● Aim: Transcribe every entry word for word. Skip the pictures.

** Start Source data **

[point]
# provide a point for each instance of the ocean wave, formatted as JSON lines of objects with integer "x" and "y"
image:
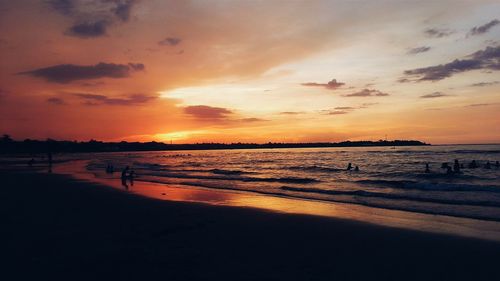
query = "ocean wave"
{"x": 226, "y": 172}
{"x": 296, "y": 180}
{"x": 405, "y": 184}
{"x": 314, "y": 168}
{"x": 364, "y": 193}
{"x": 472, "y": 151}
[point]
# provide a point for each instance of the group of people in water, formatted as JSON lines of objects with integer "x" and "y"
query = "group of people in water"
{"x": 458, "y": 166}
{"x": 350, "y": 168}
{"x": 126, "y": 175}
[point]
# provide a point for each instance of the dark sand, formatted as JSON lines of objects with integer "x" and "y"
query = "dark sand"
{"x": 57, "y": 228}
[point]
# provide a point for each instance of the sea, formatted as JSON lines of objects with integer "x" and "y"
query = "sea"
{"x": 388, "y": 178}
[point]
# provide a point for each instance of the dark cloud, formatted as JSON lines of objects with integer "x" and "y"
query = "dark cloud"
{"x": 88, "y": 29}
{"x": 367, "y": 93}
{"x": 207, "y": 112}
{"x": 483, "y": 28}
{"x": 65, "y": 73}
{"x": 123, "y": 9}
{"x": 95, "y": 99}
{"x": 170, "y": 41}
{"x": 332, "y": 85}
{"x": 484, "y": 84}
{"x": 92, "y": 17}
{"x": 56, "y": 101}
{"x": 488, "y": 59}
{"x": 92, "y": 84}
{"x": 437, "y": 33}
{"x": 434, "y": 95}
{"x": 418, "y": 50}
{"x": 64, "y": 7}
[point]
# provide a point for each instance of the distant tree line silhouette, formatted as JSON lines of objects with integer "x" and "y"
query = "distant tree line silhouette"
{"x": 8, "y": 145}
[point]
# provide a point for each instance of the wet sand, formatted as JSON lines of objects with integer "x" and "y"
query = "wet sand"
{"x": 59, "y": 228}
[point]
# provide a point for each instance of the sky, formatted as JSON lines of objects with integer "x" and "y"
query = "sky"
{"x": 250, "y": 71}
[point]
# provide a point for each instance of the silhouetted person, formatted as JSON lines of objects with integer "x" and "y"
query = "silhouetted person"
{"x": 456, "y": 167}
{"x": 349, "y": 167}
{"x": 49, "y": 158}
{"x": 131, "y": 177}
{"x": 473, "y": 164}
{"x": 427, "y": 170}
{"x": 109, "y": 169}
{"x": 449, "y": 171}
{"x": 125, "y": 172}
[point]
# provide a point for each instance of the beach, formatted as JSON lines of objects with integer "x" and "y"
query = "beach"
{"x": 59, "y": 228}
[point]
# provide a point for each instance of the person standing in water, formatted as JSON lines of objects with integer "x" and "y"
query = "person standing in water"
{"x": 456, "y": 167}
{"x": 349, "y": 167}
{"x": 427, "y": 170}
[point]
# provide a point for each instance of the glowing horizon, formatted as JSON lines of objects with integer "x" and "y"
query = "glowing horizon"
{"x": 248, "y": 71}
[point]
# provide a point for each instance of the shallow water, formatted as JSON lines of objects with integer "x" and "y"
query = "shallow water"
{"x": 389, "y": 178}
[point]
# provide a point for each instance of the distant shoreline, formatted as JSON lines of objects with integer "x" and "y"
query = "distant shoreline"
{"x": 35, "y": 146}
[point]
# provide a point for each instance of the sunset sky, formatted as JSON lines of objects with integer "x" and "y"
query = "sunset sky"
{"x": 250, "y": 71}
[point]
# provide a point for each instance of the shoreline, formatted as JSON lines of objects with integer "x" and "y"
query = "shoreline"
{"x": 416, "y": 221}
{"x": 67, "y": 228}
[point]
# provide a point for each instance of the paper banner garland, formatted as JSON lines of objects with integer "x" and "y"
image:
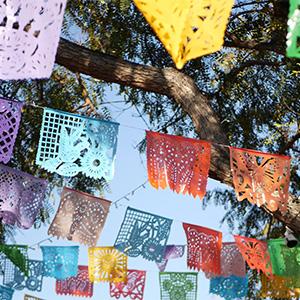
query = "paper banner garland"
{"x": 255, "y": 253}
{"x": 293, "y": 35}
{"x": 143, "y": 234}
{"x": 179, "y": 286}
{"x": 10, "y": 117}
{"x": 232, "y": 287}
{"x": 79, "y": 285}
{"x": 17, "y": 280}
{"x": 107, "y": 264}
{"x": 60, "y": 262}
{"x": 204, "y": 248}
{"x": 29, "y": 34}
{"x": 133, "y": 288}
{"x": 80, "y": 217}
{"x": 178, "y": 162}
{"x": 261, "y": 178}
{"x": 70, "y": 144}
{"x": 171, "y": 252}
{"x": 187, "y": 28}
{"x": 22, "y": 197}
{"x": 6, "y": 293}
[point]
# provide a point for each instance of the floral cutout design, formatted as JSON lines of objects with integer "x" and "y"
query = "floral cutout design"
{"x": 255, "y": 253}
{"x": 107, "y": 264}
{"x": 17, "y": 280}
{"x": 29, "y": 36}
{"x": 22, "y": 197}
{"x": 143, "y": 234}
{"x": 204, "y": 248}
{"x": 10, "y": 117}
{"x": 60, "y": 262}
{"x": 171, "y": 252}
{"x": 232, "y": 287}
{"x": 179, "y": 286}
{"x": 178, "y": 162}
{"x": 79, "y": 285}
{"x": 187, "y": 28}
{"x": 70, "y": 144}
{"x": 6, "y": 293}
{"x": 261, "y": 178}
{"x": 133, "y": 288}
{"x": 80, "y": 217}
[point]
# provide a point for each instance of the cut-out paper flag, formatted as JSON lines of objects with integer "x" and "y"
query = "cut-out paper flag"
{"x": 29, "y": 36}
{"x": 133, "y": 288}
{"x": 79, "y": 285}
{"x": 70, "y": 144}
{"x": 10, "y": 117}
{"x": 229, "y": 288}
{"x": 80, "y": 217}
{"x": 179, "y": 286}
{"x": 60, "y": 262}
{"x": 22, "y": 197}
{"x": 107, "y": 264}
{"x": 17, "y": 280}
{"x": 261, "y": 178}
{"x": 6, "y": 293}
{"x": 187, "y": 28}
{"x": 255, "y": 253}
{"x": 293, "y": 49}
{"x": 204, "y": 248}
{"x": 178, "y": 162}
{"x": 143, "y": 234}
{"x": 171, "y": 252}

** End Source data **

● Full response:
[point]
# provide a point for each instance of the ocean wave, formatted as JSON lines of objects with integer "x" and "y"
image:
query = "ocean wave"
{"x": 226, "y": 172}
{"x": 296, "y": 180}
{"x": 405, "y": 184}
{"x": 314, "y": 168}
{"x": 364, "y": 193}
{"x": 472, "y": 151}
[point]
# provide a point for each instance of the group of people in water, formatted as JSON lines of objects with integer "x" and "y"
query = "group of people in water"
{"x": 458, "y": 166}
{"x": 350, "y": 168}
{"x": 126, "y": 175}
[point]
# provide a point for each instance of the dark sand, formatted as JSON lines of objects with integer "x" and "y"
query = "dark sand"
{"x": 57, "y": 228}
[point]
# provide a point for each instance of the sea, formatted as JSON lines of objects with integer "x" and "y"
query = "sea"
{"x": 388, "y": 178}
[point]
# provide a point for each instance of the dark cloud, formatted as JSON lines of objects with integer "x" and "y"
query = "dark cloud"
{"x": 88, "y": 29}
{"x": 367, "y": 93}
{"x": 207, "y": 112}
{"x": 483, "y": 28}
{"x": 65, "y": 73}
{"x": 123, "y": 9}
{"x": 95, "y": 99}
{"x": 170, "y": 41}
{"x": 332, "y": 85}
{"x": 484, "y": 84}
{"x": 92, "y": 17}
{"x": 56, "y": 101}
{"x": 488, "y": 59}
{"x": 92, "y": 84}
{"x": 437, "y": 33}
{"x": 434, "y": 95}
{"x": 418, "y": 50}
{"x": 64, "y": 7}
[point]
# provide a point for each instance of the distant tree line silhouette, formatted as JSON lines of objects with integer "x" and "y"
query = "distant tree line silhouette"
{"x": 8, "y": 145}
[point]
# provide a point for each instance of the wet sand, formatted as JSON lines of objects with integer "x" and "y"
query = "wet sand"
{"x": 59, "y": 228}
[point]
# provide a point for each instance of the sky, formatted as JSON lines of objects with integer "x" and "y"
query = "sky"
{"x": 250, "y": 71}
[point]
# provide a point for each instance of the silhouetted person, formatted as JSON lines of objects with integer "x" and "y"
query = "silhouetted person"
{"x": 456, "y": 167}
{"x": 349, "y": 167}
{"x": 49, "y": 158}
{"x": 131, "y": 177}
{"x": 473, "y": 164}
{"x": 427, "y": 170}
{"x": 109, "y": 169}
{"x": 449, "y": 171}
{"x": 125, "y": 172}
[point]
# provide a point for each instance of the beach, formatted as JSON lines of objects with integer "x" and "y"
query = "beach"
{"x": 59, "y": 228}
[point]
# provide a point for each instance of the person standing in water, formatted as JSON lines of objects with integer "x" and "y"
query = "person standing in water"
{"x": 456, "y": 167}
{"x": 349, "y": 167}
{"x": 427, "y": 170}
[point]
# provide a point for each instance of the glowing horizon, formatted as JSON lines of objects with integer "x" and "y"
query = "glowing horizon"
{"x": 248, "y": 71}
[point]
# provide a point for each instance of the shallow water, formatted as JSON lines of objects with integer "x" and "y"
query = "shallow water"
{"x": 389, "y": 178}
[point]
# provide a point for each instance of the distant shoreline, formatted as JSON lines of objects with integer "x" and "y"
query = "distant shoreline"
{"x": 35, "y": 146}
[point]
# provide a point for each instance of the sunset sky, formatted as JSON lines of objects with integer "x" and "y"
query = "sunset sky"
{"x": 250, "y": 71}
[point]
# provide a point for each instance of the shoreline, formatted as JSON lines of objects with integer "x" and "y"
query = "shoreline"
{"x": 416, "y": 221}
{"x": 67, "y": 228}
[point]
# provide a point for each instance of the paper banner garland, formatted as JSON lines of objects with integer "x" and "y"
image:
query = "paper banner garland"
{"x": 255, "y": 253}
{"x": 293, "y": 35}
{"x": 143, "y": 234}
{"x": 179, "y": 286}
{"x": 10, "y": 117}
{"x": 232, "y": 287}
{"x": 79, "y": 285}
{"x": 17, "y": 280}
{"x": 107, "y": 264}
{"x": 60, "y": 262}
{"x": 204, "y": 248}
{"x": 29, "y": 34}
{"x": 133, "y": 288}
{"x": 80, "y": 217}
{"x": 178, "y": 162}
{"x": 261, "y": 178}
{"x": 70, "y": 144}
{"x": 171, "y": 252}
{"x": 187, "y": 28}
{"x": 22, "y": 197}
{"x": 6, "y": 293}
[point]
# provide a point for each instance of the floral cutout design, formatted as JSON lines of objects with integer "x" and "y"
query = "floral cutout design"
{"x": 255, "y": 253}
{"x": 107, "y": 264}
{"x": 17, "y": 280}
{"x": 29, "y": 36}
{"x": 22, "y": 197}
{"x": 143, "y": 234}
{"x": 204, "y": 248}
{"x": 10, "y": 117}
{"x": 60, "y": 262}
{"x": 171, "y": 252}
{"x": 232, "y": 287}
{"x": 179, "y": 286}
{"x": 178, "y": 162}
{"x": 79, "y": 285}
{"x": 187, "y": 28}
{"x": 70, "y": 144}
{"x": 6, "y": 293}
{"x": 261, "y": 178}
{"x": 133, "y": 288}
{"x": 80, "y": 217}
[point]
# provide a point for each instance of the cut-out paper flag, formatted as JSON lines of objects with integer "x" and "y"
query = "cut-out paper flag"
{"x": 29, "y": 36}
{"x": 133, "y": 288}
{"x": 79, "y": 285}
{"x": 70, "y": 144}
{"x": 10, "y": 117}
{"x": 229, "y": 288}
{"x": 80, "y": 217}
{"x": 179, "y": 286}
{"x": 60, "y": 262}
{"x": 22, "y": 197}
{"x": 107, "y": 264}
{"x": 17, "y": 280}
{"x": 261, "y": 178}
{"x": 6, "y": 293}
{"x": 187, "y": 28}
{"x": 255, "y": 253}
{"x": 293, "y": 49}
{"x": 204, "y": 248}
{"x": 178, "y": 162}
{"x": 143, "y": 234}
{"x": 171, "y": 252}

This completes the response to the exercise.